*** QUOTED TEXT
Significance Test For Linear Regression

The significance test for single regressor with t-statistic

(quoted from wiki)

In statistics, the t-statistic is a ratio of the departure of an estimated parameter from its notional value and its standard error. It is used in hypothesis testing, for example in the Student’s t-test, in the augmented Dickey–Fuller test, and in bootstrapping.

Let $\hat{\beta}$ be an estimator of parameter $\beta$ in some statistical model. Then a t-statistic for this parameter is any quantity of the form

$t_\hat{\beta} = \frac{\hat{\beta} - \beta_0}{\mathrm{s.e.}(\hat{\beta})}$

where $\beta_0$ is a non-random, known constant, and $\mathrm{s.e.}(\hat{\beta})$ is the standard error of the estimator $\hat{\beta}$. By default, statistical packages report t-statistic with $\beta_0 = 0$ (these t-statistics are used to test the significance of corresponding regressor). However, when t-statistic is needed to test the hypothesis of the form $H_0: \beta = \beta_0$, then a non-zero $\beta_0$ may be used.

If $\hat{\beta}$ is an ordinary least squares estimator in the classical linear regression model (that is, with normally distributed and homoskedastic error terms), and if the true value of parameter $\beta$ is equal to $\beta_0$, then the sampling distribution of the t-statistic is the Student’s t-distribution with $(n − k)$ degrees of freedom, where $n$ is the number of observations, and $k$ is the number of regressors (including the intercept).

In the majority of models the estimator $\hat{\beta}$ is consistent for $\beta$ and distributed asymptotically normally. If the true value of parameter $\beta$ is equal to $\beta_0$ and the quantity $\mathrm{s.e.}(\hat{\beta})$ correctly estimates the asymptotic variance of this estimator, then the t-statistic will have asymptotically the standard normal distribution.

In some models the distribution of t-statistic is different from normal, even asymptotically. For example, when a time series with unit root is regressed in the augmented Dickey–Fuller test, the test t-statistic will asymptotically have one of the Dickey–Fuller distributions (depending on the test setting).
******
▶ GIVEN EXERCISE A:
Rewrite the records from the line containing "Spot the black goggles" through the end of the records, swapping "drop a pin" for "place a marker" wherever it occurs and leaving everything else as it is. Give only that part.
*** RECORDS TO USE
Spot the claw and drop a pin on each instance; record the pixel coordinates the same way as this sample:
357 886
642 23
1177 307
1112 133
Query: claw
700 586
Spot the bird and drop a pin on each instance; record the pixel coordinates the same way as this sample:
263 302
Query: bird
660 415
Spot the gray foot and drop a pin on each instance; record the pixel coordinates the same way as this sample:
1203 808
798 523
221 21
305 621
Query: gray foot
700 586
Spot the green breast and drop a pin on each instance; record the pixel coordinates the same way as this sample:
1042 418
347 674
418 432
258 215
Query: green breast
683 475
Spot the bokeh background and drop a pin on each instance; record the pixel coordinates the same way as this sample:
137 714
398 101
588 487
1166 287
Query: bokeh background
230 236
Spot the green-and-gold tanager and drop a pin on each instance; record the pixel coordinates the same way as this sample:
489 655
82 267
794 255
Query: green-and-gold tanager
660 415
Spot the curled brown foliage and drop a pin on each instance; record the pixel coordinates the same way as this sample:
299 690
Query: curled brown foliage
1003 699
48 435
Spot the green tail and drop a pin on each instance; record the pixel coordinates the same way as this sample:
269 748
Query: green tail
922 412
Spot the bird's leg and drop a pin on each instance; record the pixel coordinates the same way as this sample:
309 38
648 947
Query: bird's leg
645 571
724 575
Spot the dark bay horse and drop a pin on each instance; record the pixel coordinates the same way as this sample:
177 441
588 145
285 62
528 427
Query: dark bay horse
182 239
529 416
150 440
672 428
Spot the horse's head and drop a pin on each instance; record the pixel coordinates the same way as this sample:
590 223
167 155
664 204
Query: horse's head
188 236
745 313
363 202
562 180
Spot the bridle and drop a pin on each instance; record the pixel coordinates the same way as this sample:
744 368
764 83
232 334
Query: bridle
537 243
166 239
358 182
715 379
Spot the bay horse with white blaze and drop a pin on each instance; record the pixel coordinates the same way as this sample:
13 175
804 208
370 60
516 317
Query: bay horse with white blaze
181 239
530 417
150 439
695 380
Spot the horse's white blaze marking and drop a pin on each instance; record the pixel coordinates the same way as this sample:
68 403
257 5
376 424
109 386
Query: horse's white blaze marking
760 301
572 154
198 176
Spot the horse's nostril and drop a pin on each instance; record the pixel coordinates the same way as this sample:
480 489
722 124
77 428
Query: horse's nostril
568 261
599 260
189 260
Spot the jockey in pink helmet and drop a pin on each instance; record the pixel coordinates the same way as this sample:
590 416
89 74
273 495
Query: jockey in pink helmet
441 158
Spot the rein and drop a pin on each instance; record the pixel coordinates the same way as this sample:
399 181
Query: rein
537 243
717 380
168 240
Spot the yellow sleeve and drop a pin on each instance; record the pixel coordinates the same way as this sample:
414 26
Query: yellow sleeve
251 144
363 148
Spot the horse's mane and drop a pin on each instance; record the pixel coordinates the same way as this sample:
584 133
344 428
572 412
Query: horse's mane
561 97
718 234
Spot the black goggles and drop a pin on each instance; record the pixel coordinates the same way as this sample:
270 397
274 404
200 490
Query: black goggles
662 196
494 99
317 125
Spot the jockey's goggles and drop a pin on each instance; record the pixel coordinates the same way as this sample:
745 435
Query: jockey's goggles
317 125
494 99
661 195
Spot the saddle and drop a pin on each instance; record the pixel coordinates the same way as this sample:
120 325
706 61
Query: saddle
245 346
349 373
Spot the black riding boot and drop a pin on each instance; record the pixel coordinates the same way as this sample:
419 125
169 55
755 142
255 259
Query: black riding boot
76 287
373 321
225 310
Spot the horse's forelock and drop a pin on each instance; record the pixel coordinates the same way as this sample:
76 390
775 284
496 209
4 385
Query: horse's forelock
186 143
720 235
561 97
******
▶ GIVEN EXERCISE B:
Extend the text on the t-statistic in regression significance testing, picking up after its final sentence.

▶ FINAL RESULT A:
Spot the black goggles and place a marker on each instance; record the pixel coordinates the same way as this sample:
270 397
274 404
200 490
Query: black goggles
662 196
494 99
317 125
Spot the jockey's goggles and place a marker on each instance; record the pixel coordinates the same way as this sample:
745 435
Query: jockey's goggles
317 125
494 99
661 195
Spot the saddle and place a marker on each instance; record the pixel coordinates the same way as this sample:
120 325
706 61
Query: saddle
245 346
349 373
Spot the black riding boot and place a marker on each instance; record the pixel coordinates the same way as this sample:
419 125
169 55
755 142
255 259
Query: black riding boot
76 287
373 321
225 310
Spot the horse's forelock and place a marker on each instance; record the pixel coordinates the same way as this sample:
76 390
775 284
496 209
4 385
Query: horse's forelock
186 143
720 235
561 97

▶ FINAL RESULT B:
Prediction interval

Given a normal distribution $\mathcal{N}(\mu, \sigma^2)$ with unknown mean and variance, the t-statistic of a future observation $X_{n+1}$, after one has made $n$ observations, is an ancillary statistic – a pivotal quantity (does not depend on the values of $\mu$ and $\delta^2$) that is a statistic (computed from observations). This allows one to compute a frequentist prediction interval (a predictive confidence interval), via the following t-distribution:

$\frac{X_{n+1} - \bar{X}_n}{s_n\sqrt{1 + n^{-1}}} \sim T^{n-1}$

Solving for $X_{n+1}$ yields the prediction distribution

$\bar{X}_n + s_n\sqrt{1 + n^{-1}} \cdot T^{n-1}$

from which one may compute predictive confidence intervals – given a probability $p$, one may compute intervals such that $100p\%$ of the time, the next observation $X_{n+1}$ will fall in that interval.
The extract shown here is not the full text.